↓↓↓

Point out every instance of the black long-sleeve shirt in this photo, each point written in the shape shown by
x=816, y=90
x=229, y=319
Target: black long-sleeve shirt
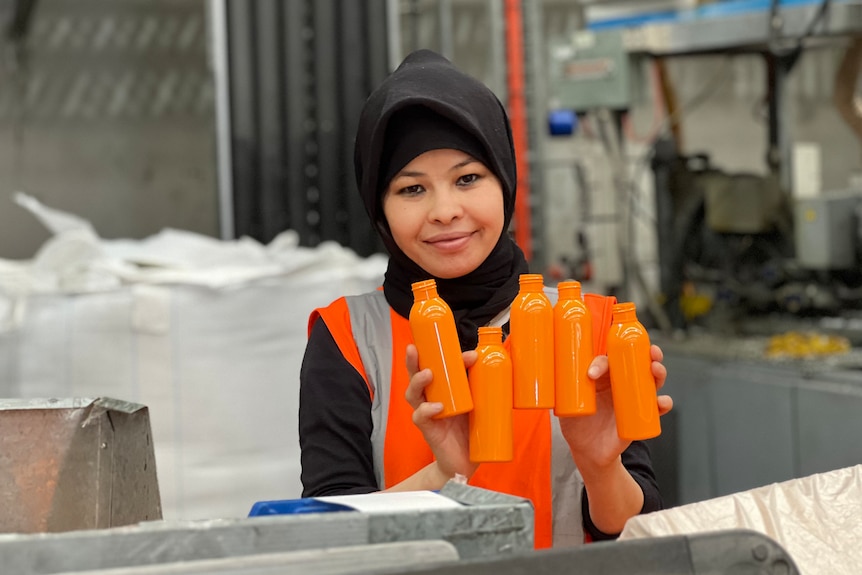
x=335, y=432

↑↑↑
↓↓↓

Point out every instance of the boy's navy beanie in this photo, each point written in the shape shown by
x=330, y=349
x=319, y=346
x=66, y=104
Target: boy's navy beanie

↑↑↑

§ Directions
Return a copy of each line in the entries that carries the string "shape".

§ Output for this task
Point out every instance of the black long-sleeve shirt in this photo, each point written in the shape shown by
Point out every instance of the boy's navy beanie in this photo, each point written in the shape shown by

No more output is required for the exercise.